**Text block**
════════════════

I'm going in, like, almost completely blind, but I'm an adult who knows enough of narrative convention that I can get the gist of what's going on around the edges of the story. (I'm saying this so I feel better about being like 'I assume Tigerstar is, like, an important character' and having all the Warrior Cats girlies laugh at me.) It was a pretty good little graphic novel! I liked that the colours were bright and bold in a very 8-10 year old demographic way, and yet Scourge is definitely murdering people (cats, and also a dog) and we even see blood here and there. The story is very simple, it's a basic 'start of darkness' for the titular character, but it's very well-executed. He goes through the helpless kittypet (oops I'm picking up the terminology) to badass avenger arc, ending with everyone being scared of him. It works really well, and you know what, it's whet my whistle where Warrior Cats is concerned. I wonder, does the library have any copes of the prose version of the first book...
Owned?: Yes
Page count: 176
My summary: They’re rascals, scoundrels, villains, and knaves - but this time, they’re all too real. A history of pirates and piracy, focusing on the Caribbean during the Golden Age of piracy in the early 18th century, featuring such notable brigands as Charles Vane, Jack Rackham, Blackbeard, Anne Bonney, and Mary Read.
My rating: 3.5/5
My commentary:
Yar! This is actually one of my favourite pirate non-fiction books that I've stumbled across. I will admit my own bias in this - the books that universally portray pirates in this era as being evil torturers and murderers (as opposed to the more heroic fictional pirate) get my hackles up. Not because I think pirates didn't do all that, but focusing on pirate murder and rape and torture and slavery tends to obfuscate the fact that their opponents, the various European governments, were also doing all of that. Pirates murdering people was not a unique evil, neither was them torturing or raping or enslaving people. I am not saying that, because everyone was doing it, it was somehow good. Just that this needs to be taken into account when we talk about these kinds of actions. Books that go to great lengths to point out that pirates murdered and raped and tortured and enslaved, but are curiously silent on the fact that the legal system did all of those things too, are being somewhat hypocritical in my book. Woodes Rogers, notable anti-piracy governor of Nassau, was an enslaver. Stede Bonnet was an enslaver before he ever set to sea - given that he was a pretty shit pirate, he probably committed more atrocities as a civilian than as a pirate. I think some books can go too far the other way when talking about historical piracy - the one-dimensional brutish pirate is just as lacking in nuance as the one-dimensional heroic pirate.

════════════════

Referring expression pointing data:
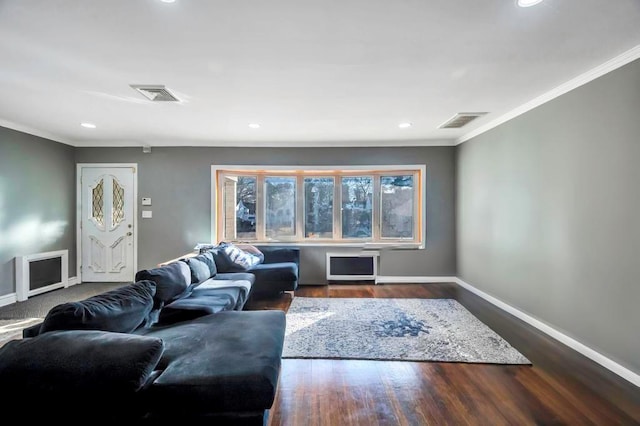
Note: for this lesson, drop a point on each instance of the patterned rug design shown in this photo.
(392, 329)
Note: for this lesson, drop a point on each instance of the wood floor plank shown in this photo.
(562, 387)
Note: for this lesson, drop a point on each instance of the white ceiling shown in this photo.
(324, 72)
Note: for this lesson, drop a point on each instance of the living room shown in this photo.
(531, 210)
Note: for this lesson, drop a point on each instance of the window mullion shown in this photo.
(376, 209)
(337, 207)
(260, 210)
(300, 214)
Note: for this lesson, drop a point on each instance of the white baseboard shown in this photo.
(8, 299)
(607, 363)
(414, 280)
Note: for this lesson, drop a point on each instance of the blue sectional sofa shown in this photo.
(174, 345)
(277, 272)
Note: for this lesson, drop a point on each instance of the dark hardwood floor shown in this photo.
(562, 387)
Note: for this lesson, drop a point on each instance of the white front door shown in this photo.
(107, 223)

════════════════

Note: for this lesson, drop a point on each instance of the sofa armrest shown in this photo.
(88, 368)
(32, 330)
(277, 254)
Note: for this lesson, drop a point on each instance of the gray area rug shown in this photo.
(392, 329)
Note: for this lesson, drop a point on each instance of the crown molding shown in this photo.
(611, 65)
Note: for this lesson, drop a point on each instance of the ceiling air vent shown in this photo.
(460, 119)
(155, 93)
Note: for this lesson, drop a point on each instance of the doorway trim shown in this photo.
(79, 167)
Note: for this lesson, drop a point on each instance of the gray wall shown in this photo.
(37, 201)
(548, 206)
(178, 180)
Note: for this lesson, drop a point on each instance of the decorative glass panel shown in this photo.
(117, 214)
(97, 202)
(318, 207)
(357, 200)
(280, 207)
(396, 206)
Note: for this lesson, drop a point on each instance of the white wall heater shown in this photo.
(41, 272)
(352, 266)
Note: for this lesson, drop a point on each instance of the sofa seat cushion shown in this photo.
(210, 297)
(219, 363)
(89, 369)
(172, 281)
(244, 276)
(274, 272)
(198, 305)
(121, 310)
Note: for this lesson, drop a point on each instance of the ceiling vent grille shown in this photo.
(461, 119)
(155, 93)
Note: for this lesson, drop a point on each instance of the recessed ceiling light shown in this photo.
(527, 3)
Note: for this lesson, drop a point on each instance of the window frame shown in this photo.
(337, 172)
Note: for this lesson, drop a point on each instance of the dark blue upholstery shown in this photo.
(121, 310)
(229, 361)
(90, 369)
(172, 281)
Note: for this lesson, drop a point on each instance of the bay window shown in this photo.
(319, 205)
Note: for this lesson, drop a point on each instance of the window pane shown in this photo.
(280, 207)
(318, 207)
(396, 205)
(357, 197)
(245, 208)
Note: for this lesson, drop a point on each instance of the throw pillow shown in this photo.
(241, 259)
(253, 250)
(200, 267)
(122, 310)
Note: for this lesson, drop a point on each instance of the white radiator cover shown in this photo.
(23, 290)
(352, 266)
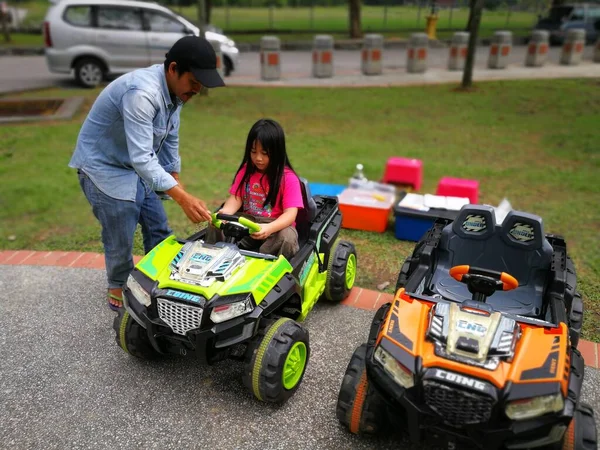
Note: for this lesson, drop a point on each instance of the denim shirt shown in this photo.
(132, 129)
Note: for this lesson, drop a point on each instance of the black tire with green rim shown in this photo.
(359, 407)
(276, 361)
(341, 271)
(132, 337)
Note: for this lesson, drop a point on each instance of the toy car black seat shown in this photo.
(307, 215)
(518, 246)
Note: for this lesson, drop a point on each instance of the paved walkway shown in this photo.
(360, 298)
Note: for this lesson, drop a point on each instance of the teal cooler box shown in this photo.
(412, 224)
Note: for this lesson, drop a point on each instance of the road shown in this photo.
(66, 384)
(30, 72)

════════════════

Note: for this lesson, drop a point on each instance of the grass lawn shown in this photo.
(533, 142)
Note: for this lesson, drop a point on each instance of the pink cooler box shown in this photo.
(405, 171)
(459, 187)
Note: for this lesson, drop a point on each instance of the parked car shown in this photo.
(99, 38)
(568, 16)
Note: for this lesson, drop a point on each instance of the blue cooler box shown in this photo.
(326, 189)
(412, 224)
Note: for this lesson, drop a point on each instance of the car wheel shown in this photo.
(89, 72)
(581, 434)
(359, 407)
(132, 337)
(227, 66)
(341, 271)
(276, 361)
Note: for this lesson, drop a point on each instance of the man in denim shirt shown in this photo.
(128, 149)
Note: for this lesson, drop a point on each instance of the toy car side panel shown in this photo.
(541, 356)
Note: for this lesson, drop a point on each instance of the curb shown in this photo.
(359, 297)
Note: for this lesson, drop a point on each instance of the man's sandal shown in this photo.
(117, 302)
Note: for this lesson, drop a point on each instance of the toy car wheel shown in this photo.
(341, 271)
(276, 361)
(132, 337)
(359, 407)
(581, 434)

════════════════

**Requirement**
Pick up the pirate history book review where it stops and keep writing it.

**Result of the task**
Anyway, all this to say, I think this book gets the right balance when talking about actual piracy. It dives into what we know of actual pirate politics and attitudes towards the idea of the pirate life, at least insofar as we can know the inner thoughts of men who didn't really record them in any way. Because the idea of pirate-as-rebel bears out - many pirates got into piracy by mutinying against bad captains, or after being treated brutally in their regular lives. If the choice is between being legally murdered through poor working conditions or facing the noose but gaining freedom, why would you not go for the latter? True, some pirates might have been in it more for the money than anything else, but that doesn't mean that they didn't have a conception of these higher ideals. And this book actually explores that, looking at the dying speeches of executed pirates and how they behaved after being caught. It tries to reconstruct what we can about how these people thought and behaved, without straying too far from established history. True, it trust Captain Charles Johnson more than I'd like, but still. It's a solid book, and I've gotten a lot out of it even on a reread.